Action item
Write out exactly what each line says, starting with the first line below and ending on the one with "locate: chair leg".

[Collected data entries]
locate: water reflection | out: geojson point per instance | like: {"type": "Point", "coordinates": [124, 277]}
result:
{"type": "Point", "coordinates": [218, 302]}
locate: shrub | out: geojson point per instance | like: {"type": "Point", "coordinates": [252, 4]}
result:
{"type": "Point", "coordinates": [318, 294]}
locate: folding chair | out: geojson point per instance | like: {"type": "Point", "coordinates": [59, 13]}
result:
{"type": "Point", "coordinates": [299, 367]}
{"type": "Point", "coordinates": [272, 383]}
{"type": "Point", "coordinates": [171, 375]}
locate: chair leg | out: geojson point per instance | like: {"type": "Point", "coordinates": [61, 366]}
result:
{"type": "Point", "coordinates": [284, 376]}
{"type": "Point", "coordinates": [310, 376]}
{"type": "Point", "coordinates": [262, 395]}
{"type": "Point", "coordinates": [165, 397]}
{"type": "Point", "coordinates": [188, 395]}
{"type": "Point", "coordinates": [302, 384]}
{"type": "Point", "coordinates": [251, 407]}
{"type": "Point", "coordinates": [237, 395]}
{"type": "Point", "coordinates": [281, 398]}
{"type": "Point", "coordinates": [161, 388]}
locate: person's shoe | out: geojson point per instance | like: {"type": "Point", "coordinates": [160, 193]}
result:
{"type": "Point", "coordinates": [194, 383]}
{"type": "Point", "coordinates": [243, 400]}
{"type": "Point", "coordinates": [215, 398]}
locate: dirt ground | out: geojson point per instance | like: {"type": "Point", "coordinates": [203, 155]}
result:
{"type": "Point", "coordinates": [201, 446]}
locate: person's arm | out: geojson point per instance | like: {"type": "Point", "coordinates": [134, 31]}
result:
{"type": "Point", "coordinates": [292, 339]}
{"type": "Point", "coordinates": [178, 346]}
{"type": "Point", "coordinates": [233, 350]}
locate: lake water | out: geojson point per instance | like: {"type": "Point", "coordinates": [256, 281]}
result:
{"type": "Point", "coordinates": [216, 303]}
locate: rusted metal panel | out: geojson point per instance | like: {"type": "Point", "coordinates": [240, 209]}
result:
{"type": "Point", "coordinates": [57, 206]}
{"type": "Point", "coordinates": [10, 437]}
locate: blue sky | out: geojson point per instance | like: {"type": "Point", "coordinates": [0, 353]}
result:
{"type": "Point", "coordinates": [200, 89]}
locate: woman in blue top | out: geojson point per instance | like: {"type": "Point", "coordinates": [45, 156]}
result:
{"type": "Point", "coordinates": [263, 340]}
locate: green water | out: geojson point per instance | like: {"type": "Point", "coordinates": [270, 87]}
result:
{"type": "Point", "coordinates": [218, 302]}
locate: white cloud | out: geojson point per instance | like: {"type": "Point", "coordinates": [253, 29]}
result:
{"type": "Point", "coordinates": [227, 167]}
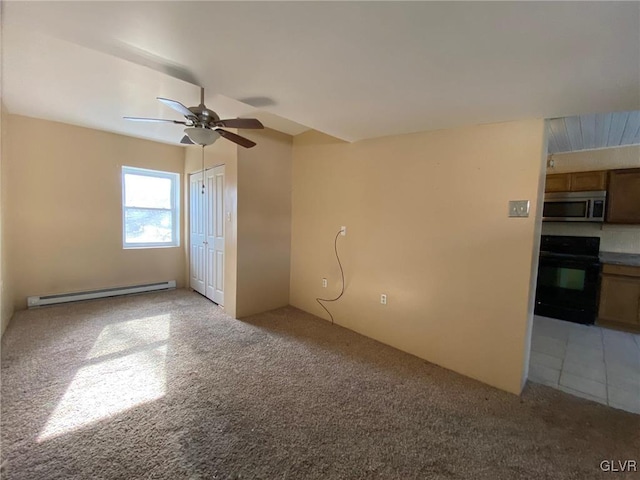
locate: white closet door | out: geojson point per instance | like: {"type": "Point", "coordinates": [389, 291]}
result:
{"type": "Point", "coordinates": [215, 234]}
{"type": "Point", "coordinates": [196, 233]}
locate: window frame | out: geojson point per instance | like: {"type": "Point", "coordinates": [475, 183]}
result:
{"type": "Point", "coordinates": [174, 177]}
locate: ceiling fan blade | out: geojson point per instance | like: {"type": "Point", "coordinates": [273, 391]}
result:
{"type": "Point", "coordinates": [177, 106]}
{"type": "Point", "coordinates": [240, 123]}
{"type": "Point", "coordinates": [243, 142]}
{"type": "Point", "coordinates": [140, 119]}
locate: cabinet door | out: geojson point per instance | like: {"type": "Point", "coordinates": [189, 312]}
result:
{"type": "Point", "coordinates": [623, 202]}
{"type": "Point", "coordinates": [586, 181]}
{"type": "Point", "coordinates": [558, 183]}
{"type": "Point", "coordinates": [620, 299]}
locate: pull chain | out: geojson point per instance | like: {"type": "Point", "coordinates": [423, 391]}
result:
{"type": "Point", "coordinates": [203, 169]}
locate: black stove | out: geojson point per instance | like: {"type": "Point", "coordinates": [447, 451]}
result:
{"type": "Point", "coordinates": [568, 278]}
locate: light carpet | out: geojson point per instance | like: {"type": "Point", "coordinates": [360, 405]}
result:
{"type": "Point", "coordinates": [167, 386]}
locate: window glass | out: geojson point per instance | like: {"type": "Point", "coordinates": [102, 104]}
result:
{"type": "Point", "coordinates": [150, 208]}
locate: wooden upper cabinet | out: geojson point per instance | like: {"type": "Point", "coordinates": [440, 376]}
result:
{"type": "Point", "coordinates": [623, 196]}
{"type": "Point", "coordinates": [576, 182]}
{"type": "Point", "coordinates": [558, 183]}
{"type": "Point", "coordinates": [586, 181]}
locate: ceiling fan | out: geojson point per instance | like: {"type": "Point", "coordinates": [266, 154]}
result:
{"type": "Point", "coordinates": [204, 125]}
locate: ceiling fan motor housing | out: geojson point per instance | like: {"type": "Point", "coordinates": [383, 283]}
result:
{"type": "Point", "coordinates": [205, 116]}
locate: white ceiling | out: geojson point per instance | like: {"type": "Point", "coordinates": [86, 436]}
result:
{"type": "Point", "coordinates": [350, 69]}
{"type": "Point", "coordinates": [595, 130]}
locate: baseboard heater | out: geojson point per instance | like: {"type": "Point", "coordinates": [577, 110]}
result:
{"type": "Point", "coordinates": [105, 292]}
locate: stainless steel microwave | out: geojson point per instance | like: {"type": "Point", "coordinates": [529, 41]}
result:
{"type": "Point", "coordinates": [574, 206]}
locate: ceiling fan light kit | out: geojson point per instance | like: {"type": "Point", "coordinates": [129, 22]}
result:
{"type": "Point", "coordinates": [202, 136]}
{"type": "Point", "coordinates": [204, 125]}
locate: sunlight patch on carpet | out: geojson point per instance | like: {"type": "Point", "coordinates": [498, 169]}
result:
{"type": "Point", "coordinates": [120, 381]}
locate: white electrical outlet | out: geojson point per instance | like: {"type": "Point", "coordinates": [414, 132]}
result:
{"type": "Point", "coordinates": [519, 208]}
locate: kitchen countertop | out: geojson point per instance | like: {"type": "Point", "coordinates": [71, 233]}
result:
{"type": "Point", "coordinates": [632, 259]}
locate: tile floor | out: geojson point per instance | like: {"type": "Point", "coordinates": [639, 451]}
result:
{"type": "Point", "coordinates": [597, 363]}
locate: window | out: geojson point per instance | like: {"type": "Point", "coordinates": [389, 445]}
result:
{"type": "Point", "coordinates": [150, 208]}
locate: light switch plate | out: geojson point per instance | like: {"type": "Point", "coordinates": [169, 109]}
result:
{"type": "Point", "coordinates": [519, 208]}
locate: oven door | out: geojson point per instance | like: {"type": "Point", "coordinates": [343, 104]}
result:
{"type": "Point", "coordinates": [568, 288]}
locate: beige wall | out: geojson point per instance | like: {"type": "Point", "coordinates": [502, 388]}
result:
{"type": "Point", "coordinates": [613, 238]}
{"type": "Point", "coordinates": [588, 160]}
{"type": "Point", "coordinates": [64, 209]}
{"type": "Point", "coordinates": [426, 216]}
{"type": "Point", "coordinates": [6, 283]}
{"type": "Point", "coordinates": [264, 222]}
{"type": "Point", "coordinates": [220, 153]}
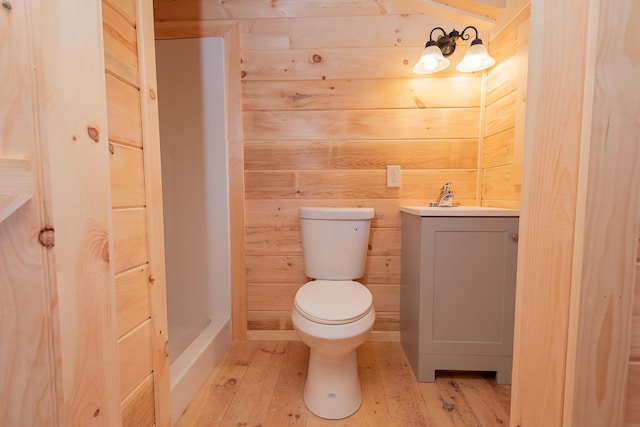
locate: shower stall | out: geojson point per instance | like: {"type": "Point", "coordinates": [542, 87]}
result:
{"type": "Point", "coordinates": [196, 212]}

Final answer
locate: water reflection | out: geojson point per instance | like: {"type": "Point", "coordinates": [124, 277]}
result:
{"type": "Point", "coordinates": [218, 302]}
locate: shrub | out: geojson point per instance | like: {"type": "Point", "coordinates": [252, 4]}
result:
{"type": "Point", "coordinates": [318, 294]}
locate: folding chair | out: geojson point per instance | like: {"type": "Point", "coordinates": [59, 13]}
result:
{"type": "Point", "coordinates": [299, 367]}
{"type": "Point", "coordinates": [272, 383]}
{"type": "Point", "coordinates": [171, 375]}
locate: chair leg | out: geojson point per instance | like: {"type": "Point", "coordinates": [61, 366]}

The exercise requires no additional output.